BoundedContinuousFunction.integrable
theorem BoundedContinuousFunction.integrable :
∀ {X : Type u_1} [inst : MeasurableSpace X] [inst_1 : TopologicalSpace X] [inst_2 : OpensMeasurableSpace X]
(μ : MeasureTheory.Measure X) {E : Type u_2} [inst_3 : NormedAddCommGroup E] [inst_4 : SecondCountableTopology E]
[inst_5 : MeasurableSpace E] [inst_6 : BorelSpace E] [inst_7 : MeasureTheory.IsFiniteMeasure μ]
(f : BoundedContinuousFunction X E), MeasureTheory.Integrable (⇑f) μ
This theorem states that for any measure space `X` with a corresponding topological space and open measurable space structures, along with a measure `μ` on `X`, and any normed additive commutative group `E` with a second countable topology, a measurable space structure, and a Borel space structure, if `μ` is a finite measure, then any bounded continuous function `f` from `X` to `E` is integrable with respect to `μ`. Being integrable means that the function is almost everywhere strongly measurable and has a finite integral.

- SET PROBLEM 1 -
Reproduce the portion of the records that begins with the line containing "for the hill" and ends with the line containing "[[63, 63, 72, 164]]", including both of those lines.
The records that follow are unrelated to the text on BoundedContinuousFunction.integrable.

- DATA RECORDS -

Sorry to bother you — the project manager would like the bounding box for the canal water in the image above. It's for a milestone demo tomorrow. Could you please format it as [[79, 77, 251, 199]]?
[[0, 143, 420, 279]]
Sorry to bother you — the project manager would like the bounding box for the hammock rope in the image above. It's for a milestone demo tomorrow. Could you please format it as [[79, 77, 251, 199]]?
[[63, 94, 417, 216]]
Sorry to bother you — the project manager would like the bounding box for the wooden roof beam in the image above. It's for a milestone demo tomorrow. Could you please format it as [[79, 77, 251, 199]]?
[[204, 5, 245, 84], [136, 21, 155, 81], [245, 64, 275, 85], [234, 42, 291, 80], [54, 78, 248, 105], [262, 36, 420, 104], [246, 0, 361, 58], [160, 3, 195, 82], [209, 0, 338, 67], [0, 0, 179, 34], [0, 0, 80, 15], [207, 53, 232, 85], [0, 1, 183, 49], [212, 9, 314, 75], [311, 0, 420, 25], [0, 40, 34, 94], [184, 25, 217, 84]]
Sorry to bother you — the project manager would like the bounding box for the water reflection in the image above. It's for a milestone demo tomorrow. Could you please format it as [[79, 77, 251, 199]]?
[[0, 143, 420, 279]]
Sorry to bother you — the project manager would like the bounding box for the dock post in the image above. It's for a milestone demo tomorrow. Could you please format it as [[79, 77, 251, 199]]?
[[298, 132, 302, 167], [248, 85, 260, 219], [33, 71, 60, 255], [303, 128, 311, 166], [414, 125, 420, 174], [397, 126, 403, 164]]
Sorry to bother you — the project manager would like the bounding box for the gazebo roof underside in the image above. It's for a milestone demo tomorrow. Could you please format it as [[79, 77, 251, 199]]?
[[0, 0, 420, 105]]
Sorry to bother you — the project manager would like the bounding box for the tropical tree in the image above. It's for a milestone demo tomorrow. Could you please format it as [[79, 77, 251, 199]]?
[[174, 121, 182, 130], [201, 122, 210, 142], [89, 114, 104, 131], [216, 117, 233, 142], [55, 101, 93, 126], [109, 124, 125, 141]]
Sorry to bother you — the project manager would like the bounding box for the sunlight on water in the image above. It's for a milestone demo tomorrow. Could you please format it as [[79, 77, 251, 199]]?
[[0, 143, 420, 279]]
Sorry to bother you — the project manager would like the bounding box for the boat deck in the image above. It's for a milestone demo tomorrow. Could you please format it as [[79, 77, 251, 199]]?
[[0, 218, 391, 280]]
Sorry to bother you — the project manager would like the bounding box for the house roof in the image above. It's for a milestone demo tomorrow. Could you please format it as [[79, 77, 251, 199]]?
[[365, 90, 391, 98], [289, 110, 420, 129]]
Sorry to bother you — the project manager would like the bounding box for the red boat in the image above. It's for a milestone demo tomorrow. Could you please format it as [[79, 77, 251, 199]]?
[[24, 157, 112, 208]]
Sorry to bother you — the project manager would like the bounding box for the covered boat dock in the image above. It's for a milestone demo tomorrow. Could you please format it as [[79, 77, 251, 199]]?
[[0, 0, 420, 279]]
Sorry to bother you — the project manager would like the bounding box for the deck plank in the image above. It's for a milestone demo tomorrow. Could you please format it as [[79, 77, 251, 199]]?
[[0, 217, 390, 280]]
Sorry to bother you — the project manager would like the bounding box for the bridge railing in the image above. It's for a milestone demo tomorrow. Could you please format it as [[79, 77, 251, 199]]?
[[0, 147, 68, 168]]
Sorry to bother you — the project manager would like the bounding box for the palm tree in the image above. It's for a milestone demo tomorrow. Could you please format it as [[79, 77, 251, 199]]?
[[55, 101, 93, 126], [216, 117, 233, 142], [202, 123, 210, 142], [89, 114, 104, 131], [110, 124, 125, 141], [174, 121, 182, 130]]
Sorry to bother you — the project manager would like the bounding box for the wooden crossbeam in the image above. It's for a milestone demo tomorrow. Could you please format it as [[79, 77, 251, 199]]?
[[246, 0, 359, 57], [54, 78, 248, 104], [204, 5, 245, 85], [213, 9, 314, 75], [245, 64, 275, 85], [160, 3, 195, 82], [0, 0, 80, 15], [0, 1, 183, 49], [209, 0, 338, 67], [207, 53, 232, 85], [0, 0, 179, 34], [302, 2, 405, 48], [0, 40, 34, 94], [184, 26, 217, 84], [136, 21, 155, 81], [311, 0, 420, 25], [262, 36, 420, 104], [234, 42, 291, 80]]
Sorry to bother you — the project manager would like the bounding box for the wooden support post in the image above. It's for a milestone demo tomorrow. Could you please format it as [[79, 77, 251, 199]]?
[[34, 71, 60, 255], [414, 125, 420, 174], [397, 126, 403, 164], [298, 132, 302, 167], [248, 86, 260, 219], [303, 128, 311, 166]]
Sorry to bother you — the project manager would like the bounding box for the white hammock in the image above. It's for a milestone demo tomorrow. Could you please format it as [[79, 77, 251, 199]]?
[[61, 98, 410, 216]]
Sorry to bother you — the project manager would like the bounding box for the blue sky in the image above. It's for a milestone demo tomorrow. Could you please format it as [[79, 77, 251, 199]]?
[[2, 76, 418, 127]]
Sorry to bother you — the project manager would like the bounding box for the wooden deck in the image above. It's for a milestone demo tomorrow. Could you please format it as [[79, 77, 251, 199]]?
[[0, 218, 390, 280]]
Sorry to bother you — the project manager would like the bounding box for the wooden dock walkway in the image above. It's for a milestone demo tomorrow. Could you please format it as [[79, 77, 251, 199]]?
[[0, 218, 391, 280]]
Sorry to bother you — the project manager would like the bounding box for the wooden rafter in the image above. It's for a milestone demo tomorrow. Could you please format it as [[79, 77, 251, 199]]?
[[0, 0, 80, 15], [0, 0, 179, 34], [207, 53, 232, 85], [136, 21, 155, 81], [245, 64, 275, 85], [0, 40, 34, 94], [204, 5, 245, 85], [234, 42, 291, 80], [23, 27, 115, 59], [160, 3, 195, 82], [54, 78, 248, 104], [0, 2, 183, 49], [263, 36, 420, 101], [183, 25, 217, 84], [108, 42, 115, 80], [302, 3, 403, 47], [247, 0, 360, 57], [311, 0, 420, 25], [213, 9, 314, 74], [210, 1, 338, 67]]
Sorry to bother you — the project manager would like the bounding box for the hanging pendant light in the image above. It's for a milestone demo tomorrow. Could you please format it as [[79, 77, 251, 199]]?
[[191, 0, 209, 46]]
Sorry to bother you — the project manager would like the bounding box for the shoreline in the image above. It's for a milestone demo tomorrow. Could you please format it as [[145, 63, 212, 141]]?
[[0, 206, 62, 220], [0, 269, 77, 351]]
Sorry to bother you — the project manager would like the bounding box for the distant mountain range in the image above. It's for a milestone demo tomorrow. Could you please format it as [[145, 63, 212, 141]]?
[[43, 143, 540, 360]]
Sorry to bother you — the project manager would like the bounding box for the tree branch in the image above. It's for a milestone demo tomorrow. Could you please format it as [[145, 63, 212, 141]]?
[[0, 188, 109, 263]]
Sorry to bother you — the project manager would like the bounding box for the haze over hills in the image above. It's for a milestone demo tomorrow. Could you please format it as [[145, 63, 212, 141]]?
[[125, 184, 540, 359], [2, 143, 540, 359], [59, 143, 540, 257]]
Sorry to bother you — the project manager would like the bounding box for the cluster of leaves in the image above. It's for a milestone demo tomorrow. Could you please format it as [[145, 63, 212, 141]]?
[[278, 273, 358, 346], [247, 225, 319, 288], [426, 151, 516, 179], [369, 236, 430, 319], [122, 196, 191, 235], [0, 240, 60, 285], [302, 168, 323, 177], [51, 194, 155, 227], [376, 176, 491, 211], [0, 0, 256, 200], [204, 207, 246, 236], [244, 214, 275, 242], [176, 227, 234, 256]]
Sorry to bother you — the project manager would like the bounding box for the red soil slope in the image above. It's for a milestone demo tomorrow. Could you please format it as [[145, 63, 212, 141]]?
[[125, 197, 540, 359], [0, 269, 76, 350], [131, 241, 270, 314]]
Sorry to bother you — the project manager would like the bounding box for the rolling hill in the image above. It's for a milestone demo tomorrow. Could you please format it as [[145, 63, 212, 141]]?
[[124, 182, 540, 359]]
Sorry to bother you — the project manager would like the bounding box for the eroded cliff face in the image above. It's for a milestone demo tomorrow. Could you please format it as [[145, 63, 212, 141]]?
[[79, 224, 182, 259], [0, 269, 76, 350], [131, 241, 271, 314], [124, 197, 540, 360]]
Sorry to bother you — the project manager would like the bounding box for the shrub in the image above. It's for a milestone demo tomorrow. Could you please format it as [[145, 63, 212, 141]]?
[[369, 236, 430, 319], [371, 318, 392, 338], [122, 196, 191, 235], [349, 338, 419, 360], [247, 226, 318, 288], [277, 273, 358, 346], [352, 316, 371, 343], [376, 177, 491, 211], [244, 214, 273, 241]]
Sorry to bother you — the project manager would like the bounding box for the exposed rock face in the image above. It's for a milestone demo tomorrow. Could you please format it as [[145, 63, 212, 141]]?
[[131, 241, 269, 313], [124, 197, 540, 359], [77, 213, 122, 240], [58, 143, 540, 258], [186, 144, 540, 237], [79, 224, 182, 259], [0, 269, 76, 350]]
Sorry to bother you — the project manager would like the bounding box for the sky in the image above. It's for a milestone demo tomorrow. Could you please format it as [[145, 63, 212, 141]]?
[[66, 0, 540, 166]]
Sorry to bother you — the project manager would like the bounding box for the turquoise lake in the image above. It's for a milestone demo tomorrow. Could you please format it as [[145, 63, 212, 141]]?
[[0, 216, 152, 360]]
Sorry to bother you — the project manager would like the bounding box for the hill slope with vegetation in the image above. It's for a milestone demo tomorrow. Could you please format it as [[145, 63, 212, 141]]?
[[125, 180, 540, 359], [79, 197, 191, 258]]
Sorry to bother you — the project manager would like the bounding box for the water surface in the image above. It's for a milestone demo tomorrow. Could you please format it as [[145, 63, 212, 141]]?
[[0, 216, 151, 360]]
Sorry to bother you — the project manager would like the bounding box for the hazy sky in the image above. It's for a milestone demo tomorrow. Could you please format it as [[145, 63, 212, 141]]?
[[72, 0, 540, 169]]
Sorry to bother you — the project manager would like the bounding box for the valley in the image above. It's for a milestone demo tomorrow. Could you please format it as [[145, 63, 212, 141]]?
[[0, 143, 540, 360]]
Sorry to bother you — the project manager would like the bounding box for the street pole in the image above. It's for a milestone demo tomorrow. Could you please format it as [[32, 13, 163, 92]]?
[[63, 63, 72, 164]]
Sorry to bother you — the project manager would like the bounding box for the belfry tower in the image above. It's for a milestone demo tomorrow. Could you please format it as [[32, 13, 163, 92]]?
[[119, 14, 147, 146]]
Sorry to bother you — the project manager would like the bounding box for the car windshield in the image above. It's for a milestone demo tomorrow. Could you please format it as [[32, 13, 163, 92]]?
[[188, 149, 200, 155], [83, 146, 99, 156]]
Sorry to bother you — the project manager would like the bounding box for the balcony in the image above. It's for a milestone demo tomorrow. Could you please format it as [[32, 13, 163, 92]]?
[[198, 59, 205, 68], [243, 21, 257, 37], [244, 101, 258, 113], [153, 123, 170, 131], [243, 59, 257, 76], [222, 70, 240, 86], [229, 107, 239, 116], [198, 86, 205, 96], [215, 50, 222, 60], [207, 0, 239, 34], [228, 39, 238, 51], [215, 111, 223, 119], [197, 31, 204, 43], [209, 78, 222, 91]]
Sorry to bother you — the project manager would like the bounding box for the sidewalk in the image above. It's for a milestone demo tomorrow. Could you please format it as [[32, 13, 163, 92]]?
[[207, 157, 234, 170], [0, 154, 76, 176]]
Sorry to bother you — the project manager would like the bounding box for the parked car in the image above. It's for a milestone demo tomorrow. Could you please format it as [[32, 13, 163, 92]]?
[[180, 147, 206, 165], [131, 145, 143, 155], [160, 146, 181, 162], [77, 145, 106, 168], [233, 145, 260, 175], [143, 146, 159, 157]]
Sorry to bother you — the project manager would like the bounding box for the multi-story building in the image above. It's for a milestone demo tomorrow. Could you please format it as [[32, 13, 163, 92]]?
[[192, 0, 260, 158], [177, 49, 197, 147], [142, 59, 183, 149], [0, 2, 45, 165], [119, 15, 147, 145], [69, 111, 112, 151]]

- SET PROBLEM 2 -
According to the text on BoundedContinuousFunction.integrable, what does it mean for a function to be integrable?

- ANSWER 1 -
Sorry to bother you — the project manager would like the bounding box for the hill slope with vegetation in the image above. It's for a milestone demo tomorrow. Could you please format it as [[145, 63, 212, 141]]?
[[125, 180, 540, 359], [79, 197, 191, 258]]
Sorry to bother you — the project manager would like the bounding box for the water surface in the image above. It's for a milestone demo tomorrow. Could you please format it as [[145, 63, 212, 141]]?
[[0, 216, 151, 360]]
Sorry to bother you — the project manager would like the bounding box for the hazy sky in the image above. It's for a milestone demo tomorrow. Could you please format it as [[145, 63, 212, 141]]?
[[72, 0, 540, 169]]
Sorry to bother you — the project manager would like the bounding box for the valley in the image above. It's for a milestone demo tomorrow. Could you please format it as [[145, 63, 212, 141]]?
[[0, 143, 540, 360]]
Sorry to bother you — the project manager would like the bounding box for the street pole in the image above. It's for a milestone demo tomorrow. Could you please format it as [[32, 13, 163, 92]]?
[[63, 63, 72, 164]]

- ANSWER 2 -
It means the function is almost everywhere strongly measurable and has a finite integral.